**What the task asks:** When you restate the records, do so word for word and omit any picture they contain.

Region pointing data
# # # # #

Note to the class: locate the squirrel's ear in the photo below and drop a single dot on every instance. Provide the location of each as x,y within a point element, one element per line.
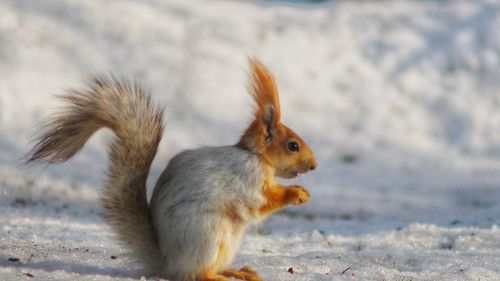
<point>265,93</point>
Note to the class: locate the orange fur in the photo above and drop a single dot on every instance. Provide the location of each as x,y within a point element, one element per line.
<point>263,89</point>
<point>272,149</point>
<point>278,196</point>
<point>210,274</point>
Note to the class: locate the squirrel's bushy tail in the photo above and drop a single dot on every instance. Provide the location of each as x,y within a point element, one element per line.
<point>137,123</point>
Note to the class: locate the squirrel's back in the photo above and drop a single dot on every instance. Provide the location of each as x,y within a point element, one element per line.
<point>207,190</point>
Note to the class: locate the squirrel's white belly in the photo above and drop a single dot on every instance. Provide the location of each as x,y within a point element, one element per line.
<point>201,206</point>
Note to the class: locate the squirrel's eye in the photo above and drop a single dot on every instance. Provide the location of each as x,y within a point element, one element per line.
<point>293,146</point>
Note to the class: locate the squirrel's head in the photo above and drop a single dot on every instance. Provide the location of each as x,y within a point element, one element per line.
<point>275,144</point>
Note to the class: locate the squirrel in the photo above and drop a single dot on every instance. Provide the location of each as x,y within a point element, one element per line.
<point>205,198</point>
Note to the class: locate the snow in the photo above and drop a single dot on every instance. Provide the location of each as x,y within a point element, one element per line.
<point>398,99</point>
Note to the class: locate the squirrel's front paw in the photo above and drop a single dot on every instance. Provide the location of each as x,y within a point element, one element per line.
<point>297,195</point>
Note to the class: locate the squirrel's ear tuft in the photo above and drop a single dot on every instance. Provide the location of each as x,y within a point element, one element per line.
<point>265,93</point>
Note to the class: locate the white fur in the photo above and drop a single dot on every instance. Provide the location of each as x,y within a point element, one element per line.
<point>195,203</point>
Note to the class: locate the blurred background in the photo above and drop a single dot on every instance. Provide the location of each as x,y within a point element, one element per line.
<point>398,99</point>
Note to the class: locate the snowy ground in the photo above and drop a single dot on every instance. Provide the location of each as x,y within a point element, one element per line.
<point>399,99</point>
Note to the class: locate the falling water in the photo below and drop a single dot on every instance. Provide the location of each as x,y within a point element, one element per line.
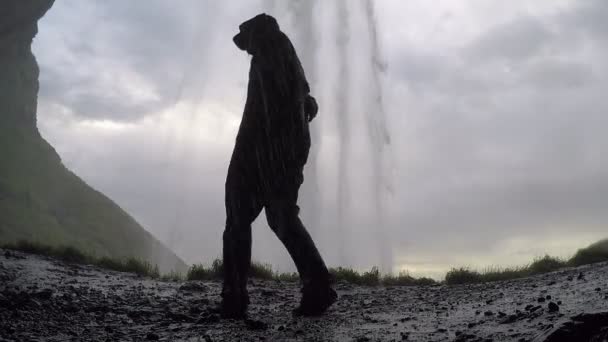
<point>342,113</point>
<point>353,103</point>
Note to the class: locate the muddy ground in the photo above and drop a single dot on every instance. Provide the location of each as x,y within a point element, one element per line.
<point>42,299</point>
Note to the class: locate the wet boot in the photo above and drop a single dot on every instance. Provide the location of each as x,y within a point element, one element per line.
<point>236,263</point>
<point>317,294</point>
<point>234,303</point>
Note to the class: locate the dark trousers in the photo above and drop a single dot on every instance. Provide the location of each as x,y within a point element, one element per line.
<point>245,199</point>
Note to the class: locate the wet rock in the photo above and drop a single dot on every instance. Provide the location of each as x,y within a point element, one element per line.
<point>591,327</point>
<point>553,307</point>
<point>152,337</point>
<point>45,294</point>
<point>253,324</point>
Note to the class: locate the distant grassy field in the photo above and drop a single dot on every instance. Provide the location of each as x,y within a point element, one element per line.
<point>597,252</point>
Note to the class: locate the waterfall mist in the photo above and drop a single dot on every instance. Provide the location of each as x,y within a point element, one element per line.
<point>347,183</point>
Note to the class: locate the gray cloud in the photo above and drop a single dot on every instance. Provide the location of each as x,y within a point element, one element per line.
<point>498,134</point>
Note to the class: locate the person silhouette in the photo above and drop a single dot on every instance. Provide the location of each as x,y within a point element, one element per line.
<point>266,169</point>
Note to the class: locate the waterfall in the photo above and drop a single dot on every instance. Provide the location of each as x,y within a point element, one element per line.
<point>354,104</point>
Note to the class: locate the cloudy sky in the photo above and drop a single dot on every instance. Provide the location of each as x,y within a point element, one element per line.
<point>496,113</point>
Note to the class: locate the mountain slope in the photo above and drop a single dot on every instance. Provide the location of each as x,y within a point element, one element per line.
<point>40,199</point>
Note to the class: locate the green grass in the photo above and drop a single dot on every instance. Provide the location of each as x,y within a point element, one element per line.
<point>72,254</point>
<point>41,200</point>
<point>546,264</point>
<point>596,252</point>
<point>405,279</point>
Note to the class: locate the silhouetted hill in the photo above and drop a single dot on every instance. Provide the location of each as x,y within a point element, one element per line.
<point>40,199</point>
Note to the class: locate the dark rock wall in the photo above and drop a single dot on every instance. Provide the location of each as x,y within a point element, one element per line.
<point>18,67</point>
<point>40,199</point>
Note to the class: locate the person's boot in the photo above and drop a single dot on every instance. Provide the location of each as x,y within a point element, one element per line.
<point>315,300</point>
<point>234,303</point>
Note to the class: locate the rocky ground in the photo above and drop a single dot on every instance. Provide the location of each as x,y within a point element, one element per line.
<point>42,299</point>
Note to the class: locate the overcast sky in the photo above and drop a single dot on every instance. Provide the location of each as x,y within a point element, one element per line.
<point>496,110</point>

# # # # #

**Finished exercise:**
Note to the class: locate the squirrel's ear in the photo below and drop a single dot on every instance. Provide the location of each as x,y within a point element, one element per line.
<point>265,93</point>
Note to the class: locate the orange fur in the photo above and drop a single dot on every instance. Provide the location of each as x,y within a point element, one element per line.
<point>263,89</point>
<point>272,149</point>
<point>278,196</point>
<point>210,274</point>
Note to the class: locate the squirrel's bushy tail in the photo above and drop a single dot on every instance. Provide the location of each as x,y within a point element, one element per line.
<point>137,123</point>
Note to the class: locate the squirrel's back in the photo above and drop a single dot on every instance. Provide the location of each as x,y within a point element, one element per line.
<point>207,190</point>
Note to the class: locate the squirrel's white belly in the photo above and drop a single dot on every instance. Provide the location of each as x,y within a point element, one element per line.
<point>201,206</point>
Note to the class: locate the squirrel's eye in the photo above and drop a single dot on every instance. Provide the location of each as x,y within a point element, one element per line.
<point>293,146</point>
Note to the class: locate the squirrel's head in the photo above and drop a single dot on every instance. Provide the location of each as x,y within a point element, one element per line.
<point>275,144</point>
Note to the class: locate the squirrel in the photo above and drop a single dot on every instance. Provide the location of each as x,y within a point element, one element per line.
<point>205,198</point>
Note to the class: locate the snow in the photo above and drop a single dot on every instance. Provide the location of each as x,y within a point element, one element per line.
<point>398,99</point>
Note to the class: locate the squirrel's front paw in the photo above and drop a single dot on every instance. Provide the location of each as x,y within a point element, one element per line.
<point>297,195</point>
Note to the class: locate the squirrel's ear tuft in the photo above and drop a single dot on every instance. Provide the location of each as x,y within a point element, one element per line.
<point>265,93</point>
Note to the class: locate the white fur in the photo above and drop a single dot on every instance. Provide the location of each as x,y within a point element, one element per line.
<point>195,203</point>
Note to the class: locate the blurred background in the photo above and drop a single dot on every instance. Provide the location of each as x,y within a point element, one element per line.
<point>398,99</point>
Note to the class: locate the snowy ground in the photo above and drop a single dot on every instance. Provide the location of each as x,y within a point element, one element per line.
<point>399,99</point>
Note to the class: locate the falling water in the photo below and drop a single dot on every instance. Provide the location of each as x,y within a point element, one element per line.
<point>342,113</point>
<point>353,103</point>
Note to the class: locate the muddy ground in the photo above and drop a single dot on every instance. Provide the location of each as x,y within a point element, one element per line.
<point>42,299</point>
Note to the class: locate the wet boot in the photo above and drop a single dot on every instance. Provide the location of each as x,y within a point element, one element per line.
<point>236,263</point>
<point>317,294</point>
<point>234,303</point>
Note to the class: locate the dark trousers in the photo above and drop a single dot on every instance. Provide the location of each as x,y within a point element, one element per line.
<point>245,199</point>
Note to the class: locate the wet rock in the photo above and drop a single dot on every instance. Provide the location of each as x,y within a point element, one element per line.
<point>591,327</point>
<point>553,307</point>
<point>152,337</point>
<point>45,294</point>
<point>253,324</point>
Note to the class: locate the distant grassy field in the photo above and drop a single dot on every instance. Provide the location of each as x,y within a point element, one element per line.
<point>597,252</point>
Note to the class: locate the waterfall mist in the photo above and drop a single dot on every instance. Provide the location of each as x,y within a point element, one element per line.
<point>347,183</point>
Note to the class: locate the gray cloud in the photo above and drop a single dot on every instance. Provide the location of each as x,y within a point element, one element per line.
<point>498,134</point>
Note to the class: locate the person silhouette in the photo above and drop a single dot on every instance. Provide the location of each as x,y within a point element, one element per line.
<point>266,169</point>
Note to the class: locate the waterfall in the photo above and drop a single dot on every instance. Provide the location of each as x,y within a point element, one element per line.
<point>354,104</point>
Note to the class: locate the cloudy sky in the photo above and drop a single dot on every instance. Provide the location of each as x,y within a point element, one element per line.
<point>496,113</point>
Note to the class: locate the mountain slope in the photo above and drop a single dot on every instance. Provide the location of each as x,y within a point element, one element per line.
<point>40,199</point>
Note to the class: locate the green grass in the photo above and drop a single dot on every instance. Provide the location of each as x,y within a point element, one element per line.
<point>72,254</point>
<point>41,200</point>
<point>546,264</point>
<point>596,252</point>
<point>405,279</point>
Note to the class: locate the silhouetted hill in the photo above and drop a single dot on every instance. Provide the location of each as x,y within a point element, one element per line.
<point>40,199</point>
Note to the class: locate the dark rock wall in the photo above and drop a single dot on every instance. Provide the location of each as x,y within a point element, one element per line.
<point>18,67</point>
<point>40,199</point>
Note to the class: locate the person's boot in the photo above and drop a single dot on every instance. Provide the location of each as x,y within a point element, one element per line.
<point>315,300</point>
<point>234,303</point>
Note to the class: locate the rocky ground in the photo above and drop a single dot on every instance. Provide the location of each as x,y within a point element, one element per line.
<point>42,299</point>
Note to the class: locate the overcast sky in the photo above and drop a single dot on every instance. Provide the location of each as x,y within a point element, one element per line.
<point>496,110</point>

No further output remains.